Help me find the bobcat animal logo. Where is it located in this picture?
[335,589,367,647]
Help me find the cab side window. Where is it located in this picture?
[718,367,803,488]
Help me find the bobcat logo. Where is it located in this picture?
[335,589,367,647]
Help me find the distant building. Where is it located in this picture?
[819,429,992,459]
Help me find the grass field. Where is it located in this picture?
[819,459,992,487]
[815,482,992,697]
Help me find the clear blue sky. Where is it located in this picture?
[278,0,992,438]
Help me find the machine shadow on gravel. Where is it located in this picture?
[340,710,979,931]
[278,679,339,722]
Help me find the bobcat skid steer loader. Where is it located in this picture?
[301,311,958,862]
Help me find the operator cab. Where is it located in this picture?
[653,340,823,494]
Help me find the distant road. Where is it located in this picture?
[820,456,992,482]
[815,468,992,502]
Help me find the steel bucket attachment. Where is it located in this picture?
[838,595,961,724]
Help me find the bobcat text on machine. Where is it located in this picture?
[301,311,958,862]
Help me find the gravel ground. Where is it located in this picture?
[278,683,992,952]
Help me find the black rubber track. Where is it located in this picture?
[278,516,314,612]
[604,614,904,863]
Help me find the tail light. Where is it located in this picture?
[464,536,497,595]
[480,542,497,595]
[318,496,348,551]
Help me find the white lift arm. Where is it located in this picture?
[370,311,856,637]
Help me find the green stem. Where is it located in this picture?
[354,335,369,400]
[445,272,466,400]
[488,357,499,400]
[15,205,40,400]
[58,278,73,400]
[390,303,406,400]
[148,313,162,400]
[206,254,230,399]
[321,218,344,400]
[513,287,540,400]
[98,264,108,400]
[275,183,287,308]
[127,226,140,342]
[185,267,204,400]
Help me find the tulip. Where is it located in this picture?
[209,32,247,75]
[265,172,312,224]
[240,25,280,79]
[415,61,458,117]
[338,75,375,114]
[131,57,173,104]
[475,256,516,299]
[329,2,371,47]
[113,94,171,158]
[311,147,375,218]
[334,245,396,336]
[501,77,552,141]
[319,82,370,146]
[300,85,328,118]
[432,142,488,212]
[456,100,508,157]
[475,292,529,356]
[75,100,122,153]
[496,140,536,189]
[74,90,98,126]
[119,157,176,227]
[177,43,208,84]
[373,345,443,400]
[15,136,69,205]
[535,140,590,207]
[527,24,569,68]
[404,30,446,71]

What you are asked to do:
Write out every line shown above exactly as it appears, from the first to the last.

Solution for this problem:
Help me find the bobcat animal logo. Where is it located in this picture?
[335,589,367,647]
Help me find the cab side window. Where is it located in this picture?
[718,367,803,488]
Help me find the bobcat logo. Where is it located in this picture?
[335,589,367,647]
Help me find the distant building. Where is it located in this picture?
[819,429,992,459]
Help me find the grass field. Where is it located in this picture?
[819,459,992,487]
[815,482,992,697]
Help me find the clear blue sky. Where is it located in this picture?
[278,0,992,438]
Help me find the machine shadow on gravel. Where is it located in this picture?
[340,710,979,931]
[278,679,339,722]
Help me find the bobcat skid steer loader. Where is it located in this picture?
[301,311,958,862]
Help me find the operator cab. Where is it located in this picture?
[653,340,823,494]
Help me find the distant road. Where is it located in this picture?
[820,456,992,482]
[815,468,992,502]
Help me find the steel bucket attachment. Where is it located in this picture?
[838,595,961,724]
Help me find the bobcat text on machine. Where is it located in this picture?
[301,311,958,862]
Help me find the gravel ground. Where is it located in this picture?
[278,683,992,952]
Help me find the black rubber track. Where is it located in this picture?
[278,516,314,612]
[604,614,904,863]
Help me find the tail light. Where is it located in this picture?
[464,536,497,595]
[480,542,497,595]
[318,496,348,551]
Help me find the white lift arm. Where is it located in this picture?
[370,311,856,637]
Help me find the green stem. Where is it located in this picture?
[354,335,369,400]
[445,272,466,400]
[488,357,499,400]
[15,205,40,400]
[58,278,73,400]
[390,303,406,400]
[148,313,162,400]
[206,254,230,399]
[321,218,344,400]
[513,287,540,400]
[98,264,108,400]
[275,183,287,308]
[127,226,140,342]
[185,267,204,400]
Help me find the tulip. Where is it located in this picture?
[209,32,247,75]
[265,172,312,224]
[240,25,280,79]
[415,61,458,117]
[338,75,375,114]
[131,57,173,104]
[475,256,516,299]
[329,2,371,47]
[113,94,171,158]
[311,147,375,218]
[334,245,396,336]
[501,77,552,141]
[319,82,370,146]
[300,85,328,118]
[432,142,488,212]
[456,100,508,157]
[475,292,529,356]
[75,100,122,153]
[496,140,536,189]
[74,90,98,126]
[119,157,176,227]
[177,43,208,84]
[373,345,443,400]
[15,136,69,205]
[535,140,590,207]
[527,24,569,68]
[404,30,446,71]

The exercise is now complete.